EXERCISES TO COMPLETE:
- 1) Duplicate the passage of the polarization text starting at "WHAT IS POLARIZATION?" and ending at "called unpolarized light.".
- 2) According to the polarization text, what happens to the intensity of unpolarized light after it passes through a polarization filter?

TEXT TO READ:
● ● ●

Brief introduction of POLARIZATION MAINTAINING FIBERS?


 WHAT IS POLARIZATION?

Light is a type of electromagnetic wave. It consists of oscillating electrical fields, denoted by E, and magnetic fields, denoted by B. Its properties can be described by studying its electrical field E, although we could just as well describe light and its effects in terms of the magnetic field.

Light waves can vibrate in many directions. Those that are vibrating in one direction – in a single plane such as up and down – are called polarized light. Those that are vibrating in more than one direction – in more than one plane such as both up/down and left/right – are called unpolarized light.

HOW TO ACHIEVE SINGLE POLARIZATION

The most common method of achieving single polarization is using a polarization filter. Polarization filters are made of special materials that are capable of blocking one of the two planes of vibration of an electromagnetic wave.

Polarization filter serves as a device which filters out one-half of the vibrations upon transmission of the light through the filter. When unpolarized light is transmitted through a polarization filter, it emerges with one-half the intensity and with vibrations in a single plane; it emerges as polarized light.

● ● ●

RECORDS SUPPLIED:
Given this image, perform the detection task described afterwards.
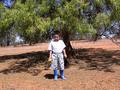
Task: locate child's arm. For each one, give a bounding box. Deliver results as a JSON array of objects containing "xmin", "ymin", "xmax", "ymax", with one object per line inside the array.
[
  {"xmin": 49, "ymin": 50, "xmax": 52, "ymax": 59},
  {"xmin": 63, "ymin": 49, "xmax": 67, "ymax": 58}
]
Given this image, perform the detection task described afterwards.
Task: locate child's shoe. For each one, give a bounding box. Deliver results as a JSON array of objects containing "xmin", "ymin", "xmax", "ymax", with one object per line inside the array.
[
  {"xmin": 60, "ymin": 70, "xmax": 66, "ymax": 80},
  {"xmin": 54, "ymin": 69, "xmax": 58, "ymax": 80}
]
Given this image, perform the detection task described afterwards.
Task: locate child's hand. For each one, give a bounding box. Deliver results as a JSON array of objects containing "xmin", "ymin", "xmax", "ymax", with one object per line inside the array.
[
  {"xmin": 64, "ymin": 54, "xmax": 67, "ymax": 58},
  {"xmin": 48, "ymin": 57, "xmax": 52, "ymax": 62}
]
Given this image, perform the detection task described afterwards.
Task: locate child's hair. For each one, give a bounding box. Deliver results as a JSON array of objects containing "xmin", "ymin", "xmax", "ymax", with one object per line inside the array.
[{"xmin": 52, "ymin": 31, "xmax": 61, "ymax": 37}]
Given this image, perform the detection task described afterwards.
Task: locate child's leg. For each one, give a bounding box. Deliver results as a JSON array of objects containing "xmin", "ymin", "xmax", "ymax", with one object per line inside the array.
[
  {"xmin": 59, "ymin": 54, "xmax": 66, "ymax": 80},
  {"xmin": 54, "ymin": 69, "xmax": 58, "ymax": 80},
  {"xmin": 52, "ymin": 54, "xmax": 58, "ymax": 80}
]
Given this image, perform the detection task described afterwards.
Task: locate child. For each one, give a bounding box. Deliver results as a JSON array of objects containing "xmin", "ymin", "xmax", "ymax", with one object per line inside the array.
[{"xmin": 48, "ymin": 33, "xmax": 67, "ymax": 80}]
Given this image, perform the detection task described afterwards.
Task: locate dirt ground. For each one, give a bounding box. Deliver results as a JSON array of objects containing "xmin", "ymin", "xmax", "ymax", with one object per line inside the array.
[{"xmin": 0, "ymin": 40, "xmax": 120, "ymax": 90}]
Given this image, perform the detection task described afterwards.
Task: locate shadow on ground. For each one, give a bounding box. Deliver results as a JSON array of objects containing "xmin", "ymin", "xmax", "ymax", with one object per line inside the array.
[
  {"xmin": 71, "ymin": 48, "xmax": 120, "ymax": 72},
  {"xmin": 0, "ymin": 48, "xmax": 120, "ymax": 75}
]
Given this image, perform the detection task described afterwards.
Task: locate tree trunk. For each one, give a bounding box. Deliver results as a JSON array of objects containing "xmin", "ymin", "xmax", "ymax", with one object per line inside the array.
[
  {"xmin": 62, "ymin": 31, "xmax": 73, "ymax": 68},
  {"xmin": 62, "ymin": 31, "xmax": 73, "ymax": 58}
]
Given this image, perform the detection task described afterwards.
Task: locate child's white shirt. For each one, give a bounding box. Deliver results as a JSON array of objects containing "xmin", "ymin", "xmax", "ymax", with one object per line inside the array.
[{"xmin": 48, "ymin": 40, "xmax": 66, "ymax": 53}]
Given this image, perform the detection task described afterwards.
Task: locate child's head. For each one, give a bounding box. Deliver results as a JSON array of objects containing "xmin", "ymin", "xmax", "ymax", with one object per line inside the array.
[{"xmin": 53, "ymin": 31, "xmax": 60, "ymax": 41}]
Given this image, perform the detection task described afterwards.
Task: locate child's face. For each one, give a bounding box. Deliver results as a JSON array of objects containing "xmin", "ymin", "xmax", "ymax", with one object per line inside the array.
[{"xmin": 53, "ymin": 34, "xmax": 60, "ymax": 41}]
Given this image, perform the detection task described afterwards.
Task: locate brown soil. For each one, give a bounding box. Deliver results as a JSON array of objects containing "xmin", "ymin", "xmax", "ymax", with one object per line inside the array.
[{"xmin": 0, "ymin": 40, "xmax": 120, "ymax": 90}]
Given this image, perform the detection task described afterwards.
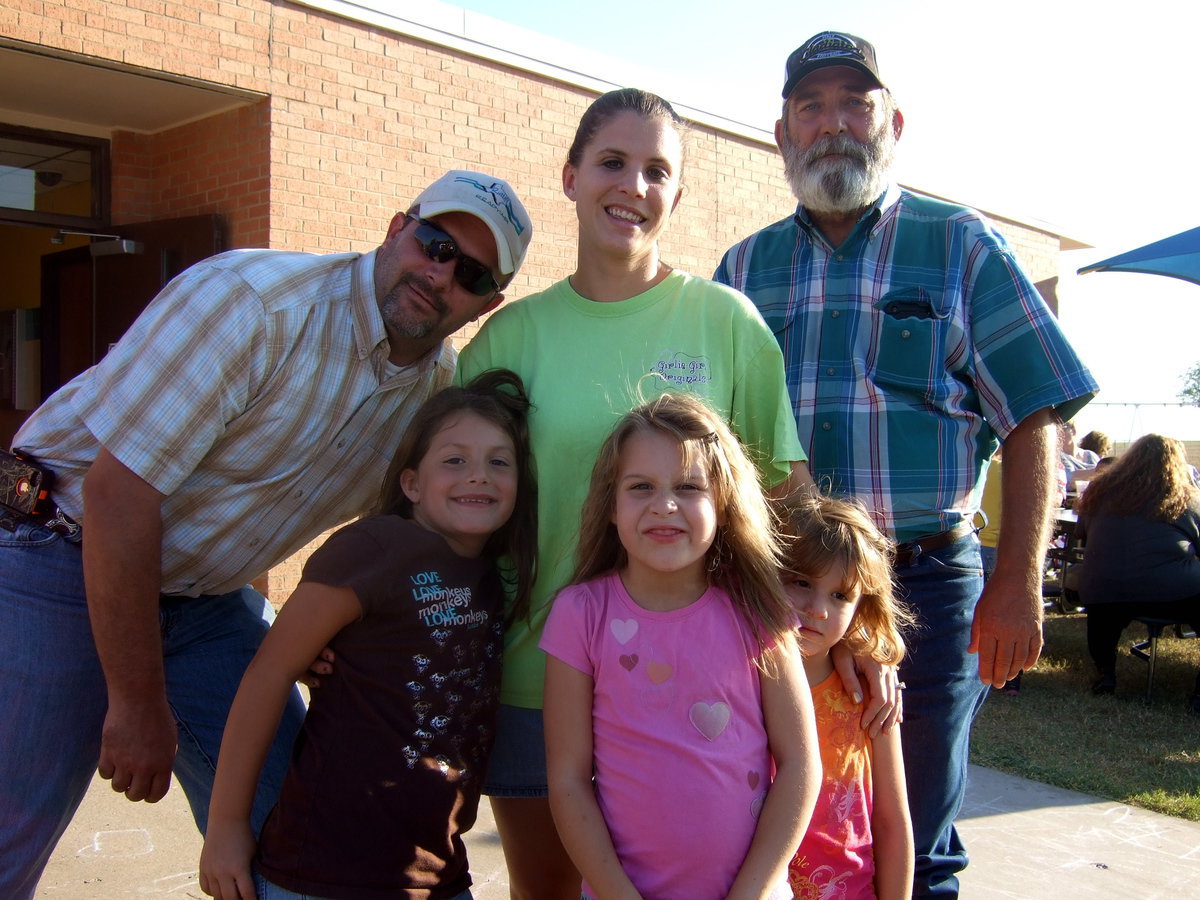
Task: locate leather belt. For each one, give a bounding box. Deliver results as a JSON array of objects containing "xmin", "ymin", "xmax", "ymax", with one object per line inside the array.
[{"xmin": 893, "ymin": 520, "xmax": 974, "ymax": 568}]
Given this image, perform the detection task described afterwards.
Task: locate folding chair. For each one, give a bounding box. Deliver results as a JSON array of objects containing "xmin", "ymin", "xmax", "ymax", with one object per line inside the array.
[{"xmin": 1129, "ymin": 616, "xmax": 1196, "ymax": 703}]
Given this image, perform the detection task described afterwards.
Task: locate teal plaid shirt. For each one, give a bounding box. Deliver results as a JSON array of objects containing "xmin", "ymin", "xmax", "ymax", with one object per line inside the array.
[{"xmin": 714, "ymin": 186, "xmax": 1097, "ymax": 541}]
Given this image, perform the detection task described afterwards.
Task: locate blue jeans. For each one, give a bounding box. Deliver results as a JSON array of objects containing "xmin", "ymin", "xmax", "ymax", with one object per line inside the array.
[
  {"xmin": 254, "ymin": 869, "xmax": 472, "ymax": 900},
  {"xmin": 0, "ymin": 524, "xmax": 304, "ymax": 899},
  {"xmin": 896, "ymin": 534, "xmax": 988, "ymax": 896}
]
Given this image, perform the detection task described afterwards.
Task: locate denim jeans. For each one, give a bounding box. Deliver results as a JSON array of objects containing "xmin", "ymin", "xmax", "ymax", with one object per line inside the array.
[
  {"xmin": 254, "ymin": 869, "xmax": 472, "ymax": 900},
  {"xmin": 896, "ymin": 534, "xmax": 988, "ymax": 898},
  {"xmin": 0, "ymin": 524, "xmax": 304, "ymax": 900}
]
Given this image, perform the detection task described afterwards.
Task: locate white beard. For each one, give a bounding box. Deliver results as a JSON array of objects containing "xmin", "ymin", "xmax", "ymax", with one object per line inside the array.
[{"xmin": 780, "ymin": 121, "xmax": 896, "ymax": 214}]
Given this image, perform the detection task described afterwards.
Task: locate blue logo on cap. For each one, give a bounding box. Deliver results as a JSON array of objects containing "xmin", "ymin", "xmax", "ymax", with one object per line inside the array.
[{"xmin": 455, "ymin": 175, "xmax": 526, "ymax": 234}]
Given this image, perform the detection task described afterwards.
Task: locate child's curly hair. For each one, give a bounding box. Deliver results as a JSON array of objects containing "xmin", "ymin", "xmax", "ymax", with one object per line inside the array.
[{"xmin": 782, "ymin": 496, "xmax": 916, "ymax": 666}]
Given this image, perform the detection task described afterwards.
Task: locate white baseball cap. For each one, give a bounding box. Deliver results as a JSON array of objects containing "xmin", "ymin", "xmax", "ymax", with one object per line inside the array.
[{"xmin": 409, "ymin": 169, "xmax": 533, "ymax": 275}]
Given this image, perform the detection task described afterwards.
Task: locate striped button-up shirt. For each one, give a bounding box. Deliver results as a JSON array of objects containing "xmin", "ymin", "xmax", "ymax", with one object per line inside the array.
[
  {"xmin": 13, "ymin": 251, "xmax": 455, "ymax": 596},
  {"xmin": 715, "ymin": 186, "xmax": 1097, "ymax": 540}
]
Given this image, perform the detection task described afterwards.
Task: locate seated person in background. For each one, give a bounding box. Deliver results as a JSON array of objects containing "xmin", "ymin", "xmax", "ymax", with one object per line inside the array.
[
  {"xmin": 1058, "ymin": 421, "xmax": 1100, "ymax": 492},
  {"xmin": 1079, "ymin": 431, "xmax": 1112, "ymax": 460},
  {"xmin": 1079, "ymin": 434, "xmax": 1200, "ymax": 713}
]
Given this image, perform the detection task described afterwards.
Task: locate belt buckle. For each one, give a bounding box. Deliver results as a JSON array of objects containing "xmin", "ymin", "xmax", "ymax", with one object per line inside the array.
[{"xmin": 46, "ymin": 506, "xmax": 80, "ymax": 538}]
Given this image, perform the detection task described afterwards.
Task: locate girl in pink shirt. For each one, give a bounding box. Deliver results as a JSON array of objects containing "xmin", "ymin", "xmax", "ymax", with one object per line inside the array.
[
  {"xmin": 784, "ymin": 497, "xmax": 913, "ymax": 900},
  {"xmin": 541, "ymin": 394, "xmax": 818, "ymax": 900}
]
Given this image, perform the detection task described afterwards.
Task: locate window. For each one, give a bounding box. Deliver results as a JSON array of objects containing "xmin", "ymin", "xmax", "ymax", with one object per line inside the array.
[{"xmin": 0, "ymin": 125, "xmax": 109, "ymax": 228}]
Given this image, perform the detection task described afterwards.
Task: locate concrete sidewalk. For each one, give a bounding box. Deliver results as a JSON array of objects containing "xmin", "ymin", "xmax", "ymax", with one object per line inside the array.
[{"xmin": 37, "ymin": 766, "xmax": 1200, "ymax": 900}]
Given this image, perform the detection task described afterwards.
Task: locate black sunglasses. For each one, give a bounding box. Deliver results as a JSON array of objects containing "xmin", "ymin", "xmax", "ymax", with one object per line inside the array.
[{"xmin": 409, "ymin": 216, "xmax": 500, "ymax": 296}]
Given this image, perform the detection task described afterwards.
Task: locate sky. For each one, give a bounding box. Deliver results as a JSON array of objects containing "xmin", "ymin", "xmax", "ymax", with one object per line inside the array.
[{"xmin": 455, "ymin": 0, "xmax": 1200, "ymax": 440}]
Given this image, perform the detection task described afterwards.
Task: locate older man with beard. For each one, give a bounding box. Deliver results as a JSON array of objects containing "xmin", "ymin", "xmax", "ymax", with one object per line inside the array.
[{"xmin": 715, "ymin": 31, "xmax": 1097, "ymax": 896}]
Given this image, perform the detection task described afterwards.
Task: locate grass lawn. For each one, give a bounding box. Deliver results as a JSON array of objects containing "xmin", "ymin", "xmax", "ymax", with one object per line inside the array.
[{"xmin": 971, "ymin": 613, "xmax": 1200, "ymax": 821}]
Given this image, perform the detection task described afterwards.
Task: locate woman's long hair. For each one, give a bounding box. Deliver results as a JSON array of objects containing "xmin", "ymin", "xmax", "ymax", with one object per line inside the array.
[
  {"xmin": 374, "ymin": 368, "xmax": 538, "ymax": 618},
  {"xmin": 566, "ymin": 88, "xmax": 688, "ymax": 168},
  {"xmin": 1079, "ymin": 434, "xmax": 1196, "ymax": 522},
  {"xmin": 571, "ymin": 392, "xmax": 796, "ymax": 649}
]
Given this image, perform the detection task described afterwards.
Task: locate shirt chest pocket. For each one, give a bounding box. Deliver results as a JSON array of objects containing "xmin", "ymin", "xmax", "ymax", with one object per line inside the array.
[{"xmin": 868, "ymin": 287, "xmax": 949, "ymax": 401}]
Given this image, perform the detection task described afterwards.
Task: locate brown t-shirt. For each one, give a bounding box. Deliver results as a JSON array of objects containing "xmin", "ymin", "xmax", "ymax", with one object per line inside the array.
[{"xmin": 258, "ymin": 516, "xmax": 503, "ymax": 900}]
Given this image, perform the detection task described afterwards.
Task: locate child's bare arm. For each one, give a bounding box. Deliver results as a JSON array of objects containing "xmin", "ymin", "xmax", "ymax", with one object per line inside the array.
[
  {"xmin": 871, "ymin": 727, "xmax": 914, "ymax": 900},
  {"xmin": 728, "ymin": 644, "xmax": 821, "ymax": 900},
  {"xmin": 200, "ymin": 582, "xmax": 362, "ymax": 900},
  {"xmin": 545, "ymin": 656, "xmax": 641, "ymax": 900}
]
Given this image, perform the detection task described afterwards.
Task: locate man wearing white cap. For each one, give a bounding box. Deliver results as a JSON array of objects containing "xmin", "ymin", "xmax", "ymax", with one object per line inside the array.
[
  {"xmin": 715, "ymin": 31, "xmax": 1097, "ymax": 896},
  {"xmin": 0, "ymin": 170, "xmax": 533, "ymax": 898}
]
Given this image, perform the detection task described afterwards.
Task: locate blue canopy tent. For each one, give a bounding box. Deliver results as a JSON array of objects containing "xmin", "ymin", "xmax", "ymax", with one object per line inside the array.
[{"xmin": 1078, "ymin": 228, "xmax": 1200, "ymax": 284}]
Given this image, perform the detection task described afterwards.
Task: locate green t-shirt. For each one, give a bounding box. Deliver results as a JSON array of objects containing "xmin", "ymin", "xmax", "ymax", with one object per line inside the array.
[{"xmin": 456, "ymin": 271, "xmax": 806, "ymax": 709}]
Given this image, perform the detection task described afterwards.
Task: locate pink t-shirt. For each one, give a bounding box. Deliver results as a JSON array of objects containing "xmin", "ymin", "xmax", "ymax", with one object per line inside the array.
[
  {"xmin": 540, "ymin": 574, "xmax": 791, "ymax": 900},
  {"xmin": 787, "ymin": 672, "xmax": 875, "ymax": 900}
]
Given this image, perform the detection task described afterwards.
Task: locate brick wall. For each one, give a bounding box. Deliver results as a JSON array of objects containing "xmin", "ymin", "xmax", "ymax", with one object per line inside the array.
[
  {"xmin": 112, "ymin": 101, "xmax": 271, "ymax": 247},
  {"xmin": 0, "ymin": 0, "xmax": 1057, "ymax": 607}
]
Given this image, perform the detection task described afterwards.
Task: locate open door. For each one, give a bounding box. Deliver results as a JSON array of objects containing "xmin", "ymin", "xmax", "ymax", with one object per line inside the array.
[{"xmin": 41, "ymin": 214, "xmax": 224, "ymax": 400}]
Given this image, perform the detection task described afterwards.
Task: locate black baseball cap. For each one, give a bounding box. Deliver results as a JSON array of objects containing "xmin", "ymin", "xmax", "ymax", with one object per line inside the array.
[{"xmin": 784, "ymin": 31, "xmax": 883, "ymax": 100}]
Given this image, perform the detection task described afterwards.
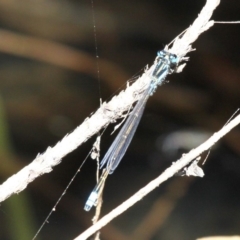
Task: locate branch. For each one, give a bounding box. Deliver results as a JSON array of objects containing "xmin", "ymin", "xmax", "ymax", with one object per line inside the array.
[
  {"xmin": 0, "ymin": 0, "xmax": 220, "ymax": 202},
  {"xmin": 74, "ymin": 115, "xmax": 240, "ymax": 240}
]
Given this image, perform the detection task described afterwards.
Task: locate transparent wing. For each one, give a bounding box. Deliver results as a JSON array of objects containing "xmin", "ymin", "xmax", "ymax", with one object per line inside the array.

● ● ●

TASK-BY-TASK SOLUTIONS:
- 1)
WHAT IS POLARIZATION?

Light is a type of electromagnetic wave. It consists of oscillating electrical fields, denoted by E, and magnetic fields, denoted by B. Its properties can be described by studying its electrical field E, although we could just as well describe light and its effects in terms of the magnetic field.

Light waves can vibrate in many directions. Those that are vibrating in one direction – in a single plane such as up and down – are called polarized light. Those that are vibrating in more than one direction – in more than one plane such as both up/down and left/right – are called unpolarized light.

- 2) It emerges with one-half the intensity.